• **SELECTED EXCERPT**:
Early Norfolk Photographs
1840 - 1860
Thomas Eaton Photographer

Tom Eaton photographer

Thomas Eaton
Attributed self-portrait
Salted paper print, circa 1845
[Norfolk County Council Library and Information Service]

arrow gallery link Thomas Eaton (1800-1871)
Music critic, flautist, artist, photographer and first
President of the Norwich Photographic Society

Thomas Damant Eaton was born in Norwich in 1800. His father, Thomas Eaton, was a silk mercer, Tory and Freemason who married Mary Damant. She died in 1804 a few days after giving birth to Thomas Damant’s sister, Mary Margaretta. Thomas Eaton [Snr.] had important roles in city life, being a member of the City Common Council, a churchwarden at St. Peter Mancroft and owner of a shop at 3, Gentleman’s Walk on the Market Place.

Thomas Damant Eaton was educated at Norwich School, one of the finest schools in the county of Norfolk. Dr. Hugh Welch Diamond1, nine years younger than Eaton, was also educated there.    

Thomas Damant Eaton married Lydia Ray, of Suffolk, and they lived in Chapel Field, Norwich, in a house (that no longer exists) located at the corner of what is now Chantry Road. In 1832 he became a churchwarden at St. Peter Mancroft. He took over his father’s business in Gentleman’s Walk but, in 1846, retired from it to pursue his cultural interests in the city where he was active in the upper levels of society. He was especially interested in art, archaeology, literature, music and photography and was actively involved on the committees of the Public Library and the Museum. He was a flautist, President of the Norwich Choral Society, a music critic for the Norfolk Chronicle, the first President (elected 1854) of the Norwich Photographic Society and a member (elected 1846) of the Norfolk and Norwich Archaeological Society.

He was instructed in art and photography by his friend William Howes Hunt (see Photographers), a former linen draper, who lived in Great Yarmouth. Eaton’s photographic legacy is deposited with Norfolk County Council Library and Information Service and Norfolk Record Office. Photographs dated 1845 by him and some of his friends are to be found in two albums, titled Camera Sketches and Calotypes. His enthusiasm for photography is manifest in the records of many photographic processes he laboriously copied into a notebook, together with details concerning the making of selected negatives within the period 1848-1855 and where exposure times varied from 2 ½ to 15 minutes.

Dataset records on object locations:

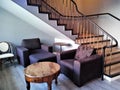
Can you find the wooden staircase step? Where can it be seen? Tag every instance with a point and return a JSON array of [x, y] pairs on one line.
[[89, 36], [112, 59], [108, 50], [114, 70], [34, 2], [97, 42]]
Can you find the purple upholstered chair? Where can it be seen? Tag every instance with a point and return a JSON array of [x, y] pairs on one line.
[[32, 51], [81, 70]]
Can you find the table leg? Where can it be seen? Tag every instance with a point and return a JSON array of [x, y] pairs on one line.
[[0, 64], [56, 82], [49, 85], [28, 85]]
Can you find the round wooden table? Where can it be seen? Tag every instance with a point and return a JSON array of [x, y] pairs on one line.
[[42, 72]]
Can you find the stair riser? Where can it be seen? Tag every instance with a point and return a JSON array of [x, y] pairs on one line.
[[89, 40]]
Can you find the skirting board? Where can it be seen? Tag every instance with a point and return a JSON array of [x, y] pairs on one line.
[[111, 79]]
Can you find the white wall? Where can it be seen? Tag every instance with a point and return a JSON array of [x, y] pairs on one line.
[[17, 24], [14, 29]]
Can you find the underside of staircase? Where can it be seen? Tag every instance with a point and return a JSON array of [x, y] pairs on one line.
[[66, 13]]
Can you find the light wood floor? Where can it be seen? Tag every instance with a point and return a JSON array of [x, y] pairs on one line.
[[12, 78]]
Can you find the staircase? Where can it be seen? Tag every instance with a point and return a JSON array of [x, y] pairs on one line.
[[66, 13]]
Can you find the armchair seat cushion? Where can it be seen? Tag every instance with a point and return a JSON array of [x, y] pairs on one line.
[[41, 55], [67, 63], [84, 52]]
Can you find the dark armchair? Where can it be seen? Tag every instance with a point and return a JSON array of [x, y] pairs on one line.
[[32, 51], [80, 71]]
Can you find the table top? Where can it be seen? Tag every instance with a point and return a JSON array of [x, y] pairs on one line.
[[42, 69]]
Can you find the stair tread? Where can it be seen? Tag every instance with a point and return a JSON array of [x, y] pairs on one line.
[[115, 70], [92, 36], [112, 59], [99, 41]]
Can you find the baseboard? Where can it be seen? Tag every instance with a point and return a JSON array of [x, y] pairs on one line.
[[111, 78]]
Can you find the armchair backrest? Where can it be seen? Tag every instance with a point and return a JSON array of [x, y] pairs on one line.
[[31, 44]]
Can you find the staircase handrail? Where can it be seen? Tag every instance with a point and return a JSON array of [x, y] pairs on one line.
[[99, 14], [99, 26]]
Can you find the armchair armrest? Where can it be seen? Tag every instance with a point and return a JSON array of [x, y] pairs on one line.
[[47, 48], [70, 54], [23, 55], [88, 69]]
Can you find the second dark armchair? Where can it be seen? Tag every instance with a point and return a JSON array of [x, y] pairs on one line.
[[84, 69], [32, 51]]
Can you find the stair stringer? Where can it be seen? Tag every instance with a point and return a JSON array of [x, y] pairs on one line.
[[34, 10]]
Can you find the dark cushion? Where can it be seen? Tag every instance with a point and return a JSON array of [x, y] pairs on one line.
[[31, 43], [83, 52], [41, 56]]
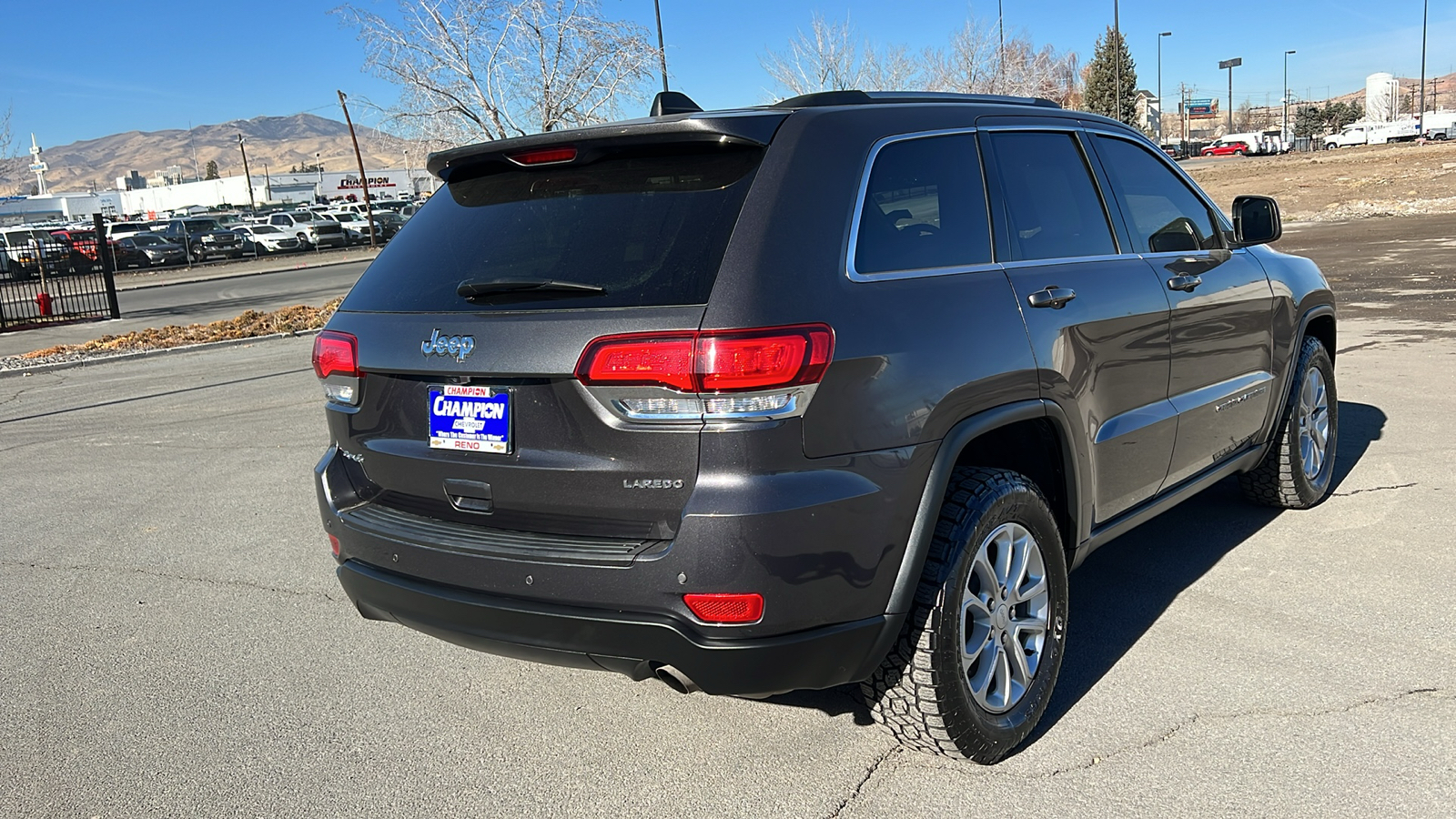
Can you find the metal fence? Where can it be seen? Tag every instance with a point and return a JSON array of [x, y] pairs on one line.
[[50, 276]]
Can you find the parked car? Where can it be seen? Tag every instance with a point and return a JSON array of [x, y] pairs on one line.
[[1227, 149], [82, 242], [203, 238], [267, 239], [157, 251], [312, 229], [123, 229], [26, 251], [356, 227], [740, 399]]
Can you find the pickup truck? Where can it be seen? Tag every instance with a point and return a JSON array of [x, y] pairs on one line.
[[312, 229]]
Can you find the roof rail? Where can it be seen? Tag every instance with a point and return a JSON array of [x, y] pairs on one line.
[[824, 98]]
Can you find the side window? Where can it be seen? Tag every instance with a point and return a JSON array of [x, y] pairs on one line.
[[925, 207], [1162, 213], [1050, 201]]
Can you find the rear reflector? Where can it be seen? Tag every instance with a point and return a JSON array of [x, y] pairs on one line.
[[335, 354], [725, 608], [543, 157], [735, 360]]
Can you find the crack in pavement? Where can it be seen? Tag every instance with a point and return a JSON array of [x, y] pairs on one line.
[[870, 771], [1375, 490], [1188, 722], [165, 576]]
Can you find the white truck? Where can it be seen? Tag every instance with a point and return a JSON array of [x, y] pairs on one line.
[[1373, 135]]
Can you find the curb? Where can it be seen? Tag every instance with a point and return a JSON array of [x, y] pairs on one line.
[[223, 276], [157, 351]]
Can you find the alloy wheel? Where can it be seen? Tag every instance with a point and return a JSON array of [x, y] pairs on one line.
[[1004, 617]]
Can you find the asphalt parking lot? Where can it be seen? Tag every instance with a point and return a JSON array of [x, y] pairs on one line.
[[177, 643]]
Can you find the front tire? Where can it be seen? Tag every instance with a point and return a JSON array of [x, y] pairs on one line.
[[1298, 470], [977, 659]]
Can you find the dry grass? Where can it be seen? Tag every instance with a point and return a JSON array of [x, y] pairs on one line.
[[1341, 184], [248, 325]]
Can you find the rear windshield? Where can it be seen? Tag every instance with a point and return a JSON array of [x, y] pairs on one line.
[[650, 230]]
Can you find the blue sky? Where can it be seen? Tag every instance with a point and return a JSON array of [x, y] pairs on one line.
[[92, 69]]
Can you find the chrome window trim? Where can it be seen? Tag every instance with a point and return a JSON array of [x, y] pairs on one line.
[[859, 208], [1193, 187], [1069, 259]]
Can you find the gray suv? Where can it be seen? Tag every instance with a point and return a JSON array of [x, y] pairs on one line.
[[834, 390]]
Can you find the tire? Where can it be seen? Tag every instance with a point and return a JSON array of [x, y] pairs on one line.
[[1298, 468], [924, 690]]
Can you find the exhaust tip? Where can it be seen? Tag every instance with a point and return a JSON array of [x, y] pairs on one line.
[[674, 680]]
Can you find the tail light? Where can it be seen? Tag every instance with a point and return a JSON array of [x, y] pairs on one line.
[[725, 608], [732, 373], [713, 361], [335, 361]]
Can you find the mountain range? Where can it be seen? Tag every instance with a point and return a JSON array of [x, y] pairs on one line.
[[276, 143]]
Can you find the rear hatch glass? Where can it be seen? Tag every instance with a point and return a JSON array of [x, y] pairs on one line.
[[647, 229]]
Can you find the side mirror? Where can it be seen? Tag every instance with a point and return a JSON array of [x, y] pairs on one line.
[[1256, 220]]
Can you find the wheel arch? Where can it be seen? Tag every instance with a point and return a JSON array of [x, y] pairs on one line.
[[1030, 438]]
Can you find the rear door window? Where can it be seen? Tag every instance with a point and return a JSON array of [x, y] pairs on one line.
[[925, 207], [648, 228], [1162, 215], [1050, 203]]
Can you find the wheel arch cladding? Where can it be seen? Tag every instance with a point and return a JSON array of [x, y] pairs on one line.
[[1026, 435]]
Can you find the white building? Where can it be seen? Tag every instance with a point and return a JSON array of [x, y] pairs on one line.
[[1382, 98]]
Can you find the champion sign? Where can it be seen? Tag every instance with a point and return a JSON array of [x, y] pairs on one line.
[[455, 346], [470, 417]]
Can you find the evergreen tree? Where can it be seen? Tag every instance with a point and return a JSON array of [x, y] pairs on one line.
[[1111, 92]]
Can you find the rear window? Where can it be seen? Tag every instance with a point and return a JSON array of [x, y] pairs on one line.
[[650, 230]]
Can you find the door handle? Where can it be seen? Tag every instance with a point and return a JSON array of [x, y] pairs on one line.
[[1184, 283], [1052, 296]]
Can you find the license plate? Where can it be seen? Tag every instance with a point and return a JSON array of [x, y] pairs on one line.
[[475, 419]]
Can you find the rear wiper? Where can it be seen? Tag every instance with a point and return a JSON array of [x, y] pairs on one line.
[[502, 288]]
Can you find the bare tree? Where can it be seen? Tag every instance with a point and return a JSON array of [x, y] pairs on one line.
[[823, 58], [475, 70], [830, 57]]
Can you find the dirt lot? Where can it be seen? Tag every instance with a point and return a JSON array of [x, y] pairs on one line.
[[1395, 268], [1340, 184]]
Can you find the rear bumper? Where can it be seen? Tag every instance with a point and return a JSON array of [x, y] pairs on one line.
[[628, 643]]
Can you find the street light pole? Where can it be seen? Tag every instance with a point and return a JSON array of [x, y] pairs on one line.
[[1285, 96], [248, 177], [1161, 35]]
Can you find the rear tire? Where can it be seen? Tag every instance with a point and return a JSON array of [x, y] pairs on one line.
[[995, 586], [1298, 470]]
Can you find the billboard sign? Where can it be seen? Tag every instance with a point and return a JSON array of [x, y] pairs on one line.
[[1201, 108]]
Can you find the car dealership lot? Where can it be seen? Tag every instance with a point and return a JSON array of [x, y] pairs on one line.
[[177, 642]]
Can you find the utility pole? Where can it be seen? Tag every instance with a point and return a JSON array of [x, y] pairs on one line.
[[662, 48], [369, 206], [248, 177], [1420, 116], [1285, 96], [1161, 35], [1230, 65]]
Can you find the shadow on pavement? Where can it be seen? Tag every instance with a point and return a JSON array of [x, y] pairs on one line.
[[1121, 591]]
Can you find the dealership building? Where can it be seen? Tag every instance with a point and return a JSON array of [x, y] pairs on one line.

• **WRITTEN PROBLEM 1**: List the subjects that the biography of Thomas Eaton says he was especially interested in.
• **WRITTEN PROBLEM 2**: According to the biography of Thomas Eaton, in what year was he elected first President of the Norwich Photographic Society?
The data above has no connection to the biography of Thomas Eaton.

• **TASK SOLUTION 1**: Art, archaeology, literature, music and photography.

• **TASK SOLUTION 2**: 1854.